- Task to complete: Go through the material line by line and copy each one with the word "shorts".

- Material shown:
━━━

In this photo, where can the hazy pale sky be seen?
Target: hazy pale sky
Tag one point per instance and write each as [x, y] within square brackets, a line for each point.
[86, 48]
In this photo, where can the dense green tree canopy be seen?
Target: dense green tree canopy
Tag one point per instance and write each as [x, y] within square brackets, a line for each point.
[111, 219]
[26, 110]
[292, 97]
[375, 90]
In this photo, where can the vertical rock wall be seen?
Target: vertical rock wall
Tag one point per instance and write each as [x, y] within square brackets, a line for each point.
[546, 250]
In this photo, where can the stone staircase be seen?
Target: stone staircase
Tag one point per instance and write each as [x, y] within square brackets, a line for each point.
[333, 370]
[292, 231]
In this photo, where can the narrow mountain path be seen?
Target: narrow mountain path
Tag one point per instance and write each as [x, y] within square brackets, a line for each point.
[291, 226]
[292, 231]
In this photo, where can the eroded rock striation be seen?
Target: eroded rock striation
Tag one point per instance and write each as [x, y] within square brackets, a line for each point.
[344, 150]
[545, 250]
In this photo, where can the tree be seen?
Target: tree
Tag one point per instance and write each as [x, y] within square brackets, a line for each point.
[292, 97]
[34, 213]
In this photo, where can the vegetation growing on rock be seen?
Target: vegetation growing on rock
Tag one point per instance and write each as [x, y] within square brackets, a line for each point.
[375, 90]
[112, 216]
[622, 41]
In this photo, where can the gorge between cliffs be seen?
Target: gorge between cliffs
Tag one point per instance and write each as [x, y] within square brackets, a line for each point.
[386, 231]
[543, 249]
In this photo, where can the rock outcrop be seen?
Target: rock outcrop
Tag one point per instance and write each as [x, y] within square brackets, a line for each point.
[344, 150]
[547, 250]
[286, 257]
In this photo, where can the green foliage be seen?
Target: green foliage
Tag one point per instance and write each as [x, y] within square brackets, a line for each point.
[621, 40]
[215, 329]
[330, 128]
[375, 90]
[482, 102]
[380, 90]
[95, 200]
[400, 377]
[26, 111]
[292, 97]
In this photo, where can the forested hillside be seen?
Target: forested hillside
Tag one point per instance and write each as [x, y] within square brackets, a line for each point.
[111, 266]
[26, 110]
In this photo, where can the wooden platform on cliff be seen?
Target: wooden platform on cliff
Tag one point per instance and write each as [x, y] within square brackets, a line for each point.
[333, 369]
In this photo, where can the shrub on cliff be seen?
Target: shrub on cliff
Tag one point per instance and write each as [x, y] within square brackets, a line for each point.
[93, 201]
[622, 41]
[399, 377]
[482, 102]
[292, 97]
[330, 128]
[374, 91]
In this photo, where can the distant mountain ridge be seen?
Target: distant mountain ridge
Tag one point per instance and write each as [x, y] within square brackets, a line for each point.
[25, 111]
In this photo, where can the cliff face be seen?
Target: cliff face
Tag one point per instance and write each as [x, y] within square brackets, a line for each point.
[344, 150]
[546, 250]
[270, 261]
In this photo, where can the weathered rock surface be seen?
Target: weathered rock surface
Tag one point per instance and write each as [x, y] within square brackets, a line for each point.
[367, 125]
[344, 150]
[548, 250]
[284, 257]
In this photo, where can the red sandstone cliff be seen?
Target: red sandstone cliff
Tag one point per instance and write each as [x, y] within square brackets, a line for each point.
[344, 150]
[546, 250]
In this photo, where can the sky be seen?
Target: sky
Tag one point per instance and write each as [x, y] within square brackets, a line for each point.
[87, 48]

━━━

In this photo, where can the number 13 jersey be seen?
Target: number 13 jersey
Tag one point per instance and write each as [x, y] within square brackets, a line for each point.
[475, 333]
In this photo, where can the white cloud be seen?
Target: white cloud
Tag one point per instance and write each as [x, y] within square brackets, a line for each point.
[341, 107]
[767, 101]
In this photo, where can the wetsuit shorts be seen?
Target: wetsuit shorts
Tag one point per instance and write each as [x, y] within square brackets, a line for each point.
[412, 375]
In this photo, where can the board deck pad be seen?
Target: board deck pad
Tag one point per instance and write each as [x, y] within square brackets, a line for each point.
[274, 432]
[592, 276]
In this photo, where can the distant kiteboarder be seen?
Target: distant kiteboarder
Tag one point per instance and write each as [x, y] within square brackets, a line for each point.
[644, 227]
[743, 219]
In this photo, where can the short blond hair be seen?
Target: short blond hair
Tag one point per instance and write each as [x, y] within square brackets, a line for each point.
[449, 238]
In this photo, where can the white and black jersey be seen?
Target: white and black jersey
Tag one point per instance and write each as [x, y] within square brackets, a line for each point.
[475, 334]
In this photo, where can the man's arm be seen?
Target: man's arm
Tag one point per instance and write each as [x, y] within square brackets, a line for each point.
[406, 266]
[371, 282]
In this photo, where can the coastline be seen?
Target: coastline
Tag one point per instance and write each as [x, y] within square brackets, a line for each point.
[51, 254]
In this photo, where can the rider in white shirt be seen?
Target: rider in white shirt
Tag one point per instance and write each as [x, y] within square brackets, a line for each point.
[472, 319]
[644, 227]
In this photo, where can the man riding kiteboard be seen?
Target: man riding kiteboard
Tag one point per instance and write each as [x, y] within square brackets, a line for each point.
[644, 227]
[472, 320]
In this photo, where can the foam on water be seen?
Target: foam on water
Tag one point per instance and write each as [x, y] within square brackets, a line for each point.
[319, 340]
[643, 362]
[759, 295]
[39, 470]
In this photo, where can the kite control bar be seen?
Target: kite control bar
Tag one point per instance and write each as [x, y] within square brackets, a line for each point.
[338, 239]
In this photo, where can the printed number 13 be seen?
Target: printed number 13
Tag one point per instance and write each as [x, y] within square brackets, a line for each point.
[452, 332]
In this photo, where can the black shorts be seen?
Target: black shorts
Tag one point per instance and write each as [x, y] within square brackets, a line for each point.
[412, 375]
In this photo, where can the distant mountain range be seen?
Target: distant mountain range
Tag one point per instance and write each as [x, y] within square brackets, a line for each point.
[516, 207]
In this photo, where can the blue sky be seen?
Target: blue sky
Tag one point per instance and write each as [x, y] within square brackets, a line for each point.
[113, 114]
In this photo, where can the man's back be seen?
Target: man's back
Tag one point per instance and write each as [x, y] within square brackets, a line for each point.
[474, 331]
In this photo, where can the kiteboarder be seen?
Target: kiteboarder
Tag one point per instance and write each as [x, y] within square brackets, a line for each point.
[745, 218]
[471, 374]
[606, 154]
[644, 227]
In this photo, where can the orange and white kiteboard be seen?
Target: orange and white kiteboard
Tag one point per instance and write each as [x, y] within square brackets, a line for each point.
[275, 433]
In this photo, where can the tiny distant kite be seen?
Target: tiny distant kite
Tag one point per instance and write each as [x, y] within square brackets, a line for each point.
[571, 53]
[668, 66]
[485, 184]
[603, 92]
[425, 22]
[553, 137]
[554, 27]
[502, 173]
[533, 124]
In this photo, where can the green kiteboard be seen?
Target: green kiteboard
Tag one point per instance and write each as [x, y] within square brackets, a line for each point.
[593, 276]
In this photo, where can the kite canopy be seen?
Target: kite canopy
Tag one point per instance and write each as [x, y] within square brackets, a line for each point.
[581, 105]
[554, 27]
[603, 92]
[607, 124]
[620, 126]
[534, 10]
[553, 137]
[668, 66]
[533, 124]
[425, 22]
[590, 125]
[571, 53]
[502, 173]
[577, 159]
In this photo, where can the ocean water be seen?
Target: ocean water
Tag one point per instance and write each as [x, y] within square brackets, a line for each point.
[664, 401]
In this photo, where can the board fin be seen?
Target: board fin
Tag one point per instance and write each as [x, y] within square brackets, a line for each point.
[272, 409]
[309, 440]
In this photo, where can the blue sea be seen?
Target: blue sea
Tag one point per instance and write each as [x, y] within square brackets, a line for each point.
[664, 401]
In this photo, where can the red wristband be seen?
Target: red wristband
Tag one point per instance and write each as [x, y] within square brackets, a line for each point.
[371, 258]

━━━

- Result:
In this photo, where can the wetsuit shorts be seen?
Target: wetsuit shorts
In this photo, where can the black shorts be seen?
Target: black shorts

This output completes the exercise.